COMPLETA LO SIGUIENTE |
1. Según el texto de la página, ¿qué nombre recibe el aspecto crucial en el que parece intervenir el acto de observación?
2. Reescribe el texto de la página desde "Con las dos" hasta "interfiere consigo mismo.", sustituyendo "rendijas" por "aberturas".
3. Prosigue el texto de la página sobre la doble rendija y la función de onda a partir de su última oración.

TEXTO DE LA PÁGINA |

⟨

Con las dos rendijas abiertas, incluso cuando se los lanza de a uno, los fotones se disponen en ese mismo patrón. No es fácil entender por qué; habría que admitir que el fotón pasa por las dos ranuras a la vez e interfiere consigo mismo.
La cuántica lo explica mediante “funciones de onda” que permiten calcular la probabilidad de su presencia en cada lugar; pero, al intentar detectarlo, de ese estado fantasmal pasa siempre a corporizarse en una posición bien definida. ¿Cómo toma la naturaleza esa decisión? El propio acto de observación (o medición) parece estar involucrado. Ese aspecto crucial recibe el nombre de “colapso (o reducción) de la función de onda”.

⟩

DATOS A EXAMINAR |

⟨

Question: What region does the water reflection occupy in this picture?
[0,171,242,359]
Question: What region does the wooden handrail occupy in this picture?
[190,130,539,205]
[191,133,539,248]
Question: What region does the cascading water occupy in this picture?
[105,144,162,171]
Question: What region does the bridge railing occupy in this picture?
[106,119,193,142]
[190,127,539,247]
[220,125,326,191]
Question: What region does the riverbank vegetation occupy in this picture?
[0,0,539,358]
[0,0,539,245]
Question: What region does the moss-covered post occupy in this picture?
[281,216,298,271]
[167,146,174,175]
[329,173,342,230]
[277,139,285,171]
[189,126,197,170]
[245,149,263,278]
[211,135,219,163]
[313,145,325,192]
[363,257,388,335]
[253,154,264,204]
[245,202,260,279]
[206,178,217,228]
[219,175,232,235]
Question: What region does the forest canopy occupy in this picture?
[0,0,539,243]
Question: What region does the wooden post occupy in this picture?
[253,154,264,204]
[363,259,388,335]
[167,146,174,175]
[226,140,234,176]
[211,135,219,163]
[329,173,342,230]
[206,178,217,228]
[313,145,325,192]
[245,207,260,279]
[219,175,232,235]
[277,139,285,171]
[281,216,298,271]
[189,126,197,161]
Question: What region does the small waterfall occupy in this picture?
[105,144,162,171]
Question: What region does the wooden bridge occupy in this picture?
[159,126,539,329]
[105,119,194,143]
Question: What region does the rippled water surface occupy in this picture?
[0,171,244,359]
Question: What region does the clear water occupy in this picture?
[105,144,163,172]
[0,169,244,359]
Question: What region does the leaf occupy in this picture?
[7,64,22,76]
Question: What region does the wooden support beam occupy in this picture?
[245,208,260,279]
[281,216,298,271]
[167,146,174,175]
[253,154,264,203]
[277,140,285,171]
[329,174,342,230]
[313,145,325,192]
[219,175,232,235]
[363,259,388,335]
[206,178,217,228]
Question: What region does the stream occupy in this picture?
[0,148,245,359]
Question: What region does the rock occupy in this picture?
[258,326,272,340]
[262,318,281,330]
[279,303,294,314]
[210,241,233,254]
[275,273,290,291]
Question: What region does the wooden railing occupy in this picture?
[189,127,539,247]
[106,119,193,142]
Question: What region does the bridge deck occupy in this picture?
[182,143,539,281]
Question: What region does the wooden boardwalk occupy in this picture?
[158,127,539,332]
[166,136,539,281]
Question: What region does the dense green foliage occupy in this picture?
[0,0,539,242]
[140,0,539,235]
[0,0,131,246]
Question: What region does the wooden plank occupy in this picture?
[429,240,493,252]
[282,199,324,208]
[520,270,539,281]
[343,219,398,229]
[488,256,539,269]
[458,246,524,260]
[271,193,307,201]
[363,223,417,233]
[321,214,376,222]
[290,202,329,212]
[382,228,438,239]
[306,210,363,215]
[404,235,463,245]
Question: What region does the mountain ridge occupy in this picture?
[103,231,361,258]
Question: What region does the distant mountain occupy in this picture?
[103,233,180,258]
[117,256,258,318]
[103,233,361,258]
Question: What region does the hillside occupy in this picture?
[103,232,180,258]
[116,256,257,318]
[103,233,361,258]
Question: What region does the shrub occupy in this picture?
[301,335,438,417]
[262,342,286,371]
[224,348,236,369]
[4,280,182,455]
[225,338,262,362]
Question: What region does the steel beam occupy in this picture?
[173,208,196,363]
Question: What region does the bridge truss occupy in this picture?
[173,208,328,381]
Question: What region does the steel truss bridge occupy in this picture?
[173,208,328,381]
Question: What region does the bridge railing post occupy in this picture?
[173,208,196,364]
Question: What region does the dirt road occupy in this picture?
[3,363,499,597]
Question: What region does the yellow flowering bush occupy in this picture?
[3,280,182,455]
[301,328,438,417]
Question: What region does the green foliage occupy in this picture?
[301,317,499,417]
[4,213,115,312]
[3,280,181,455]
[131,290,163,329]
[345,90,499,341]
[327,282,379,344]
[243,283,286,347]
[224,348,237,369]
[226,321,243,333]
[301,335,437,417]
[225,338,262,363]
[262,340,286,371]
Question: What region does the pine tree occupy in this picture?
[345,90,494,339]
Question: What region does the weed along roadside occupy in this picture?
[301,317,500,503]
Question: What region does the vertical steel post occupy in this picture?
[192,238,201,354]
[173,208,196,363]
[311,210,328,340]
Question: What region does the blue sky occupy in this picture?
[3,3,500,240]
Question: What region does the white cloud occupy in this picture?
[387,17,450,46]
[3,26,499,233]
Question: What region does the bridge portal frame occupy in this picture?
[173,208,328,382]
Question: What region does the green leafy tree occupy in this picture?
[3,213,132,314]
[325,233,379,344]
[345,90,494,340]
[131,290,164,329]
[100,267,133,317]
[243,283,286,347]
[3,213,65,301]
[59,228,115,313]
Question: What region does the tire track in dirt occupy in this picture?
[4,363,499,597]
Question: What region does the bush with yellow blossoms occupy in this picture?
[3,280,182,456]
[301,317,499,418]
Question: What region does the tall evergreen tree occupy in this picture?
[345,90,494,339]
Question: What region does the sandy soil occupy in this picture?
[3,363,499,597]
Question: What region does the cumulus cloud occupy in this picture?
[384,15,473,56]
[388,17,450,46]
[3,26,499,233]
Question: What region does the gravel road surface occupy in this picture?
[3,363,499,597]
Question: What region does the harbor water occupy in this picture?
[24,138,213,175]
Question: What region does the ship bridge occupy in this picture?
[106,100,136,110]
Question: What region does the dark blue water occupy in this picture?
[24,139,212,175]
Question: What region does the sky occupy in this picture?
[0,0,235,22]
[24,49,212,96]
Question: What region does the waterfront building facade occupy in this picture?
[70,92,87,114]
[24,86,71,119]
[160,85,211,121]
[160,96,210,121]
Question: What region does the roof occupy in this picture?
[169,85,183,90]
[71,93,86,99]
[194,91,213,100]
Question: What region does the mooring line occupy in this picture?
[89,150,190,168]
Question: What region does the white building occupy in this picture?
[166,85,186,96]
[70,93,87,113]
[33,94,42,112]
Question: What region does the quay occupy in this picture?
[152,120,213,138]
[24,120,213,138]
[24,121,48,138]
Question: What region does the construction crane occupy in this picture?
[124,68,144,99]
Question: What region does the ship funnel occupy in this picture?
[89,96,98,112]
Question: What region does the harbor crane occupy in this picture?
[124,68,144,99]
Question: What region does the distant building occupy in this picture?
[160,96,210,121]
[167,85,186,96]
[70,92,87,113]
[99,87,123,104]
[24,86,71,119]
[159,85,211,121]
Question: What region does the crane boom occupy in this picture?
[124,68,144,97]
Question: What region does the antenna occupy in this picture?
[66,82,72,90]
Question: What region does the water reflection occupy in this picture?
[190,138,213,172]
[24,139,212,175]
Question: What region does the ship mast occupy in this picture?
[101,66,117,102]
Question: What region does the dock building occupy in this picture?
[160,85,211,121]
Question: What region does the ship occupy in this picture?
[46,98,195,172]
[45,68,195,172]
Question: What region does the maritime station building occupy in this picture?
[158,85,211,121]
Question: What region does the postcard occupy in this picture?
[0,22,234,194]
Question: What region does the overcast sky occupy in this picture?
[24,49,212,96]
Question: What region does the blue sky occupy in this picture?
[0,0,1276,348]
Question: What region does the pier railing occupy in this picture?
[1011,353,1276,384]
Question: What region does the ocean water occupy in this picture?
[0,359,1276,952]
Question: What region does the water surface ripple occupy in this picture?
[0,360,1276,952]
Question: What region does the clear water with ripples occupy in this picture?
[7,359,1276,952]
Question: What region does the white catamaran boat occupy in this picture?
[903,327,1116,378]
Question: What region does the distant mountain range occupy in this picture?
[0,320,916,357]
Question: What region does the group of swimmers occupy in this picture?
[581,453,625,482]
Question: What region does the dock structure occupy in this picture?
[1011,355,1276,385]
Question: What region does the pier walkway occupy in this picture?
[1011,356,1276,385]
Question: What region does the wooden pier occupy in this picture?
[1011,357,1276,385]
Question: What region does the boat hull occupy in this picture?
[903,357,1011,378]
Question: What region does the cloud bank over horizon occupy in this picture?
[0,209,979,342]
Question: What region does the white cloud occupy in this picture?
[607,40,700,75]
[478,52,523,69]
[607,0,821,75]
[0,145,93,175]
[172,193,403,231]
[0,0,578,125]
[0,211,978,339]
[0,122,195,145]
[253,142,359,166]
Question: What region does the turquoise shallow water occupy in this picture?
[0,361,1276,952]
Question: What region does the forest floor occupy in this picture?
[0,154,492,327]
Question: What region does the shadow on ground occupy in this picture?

⟩

RESULTADOS ESPERADOS |
1. Colapso (o reducción) de la función de onda.

2.
Con las dos aberturas abiertas, incluso cuando se los lanza de a uno, los fotones se disponen en ese mismo patrón. No es fácil entender por qué; habría que admitir que el fotón pasa por las dos ranuras a la vez e interfiere consigo mismo.

3.
En 1927, reunidos en Bruselas, los físicos decidieron que no importa mucho de qué objetos trata la mecánica cuántica; lo importante es su capacidad de predicción. Tal decisión se llamó “interpretación de Copenhague” por la influencia que en ella tuvo el danés Niels Bohr, y provocó la cerrada oposición de Albert Einstein: “Dios no juega a los dados”, escribió.
Su biógrafo, Abraham Pais, recordó algo ocurrido en 1950 durante una caminata: “Einstein de pronto se detuvo, se volvió hacia mí y me preguntó si realmente yo creía que la Luna existe sólo cuando la miramos”.
Un zoológico surrealista. De todas esas cuestiones y sus implicancias filosóficas se ocupa El cántico de la cuántica (Editorial Gedisa), libro de Sven Ortoli y Jean-Pierre Pharabod. La edición original es de 1984 y la traducción española que se distribuye es de 2006. Presenta algunos tropiezos tipográficos (Young no realizó el experimento en 1903), mas es una puerta de entrada al fascinante “mundo cuántico”.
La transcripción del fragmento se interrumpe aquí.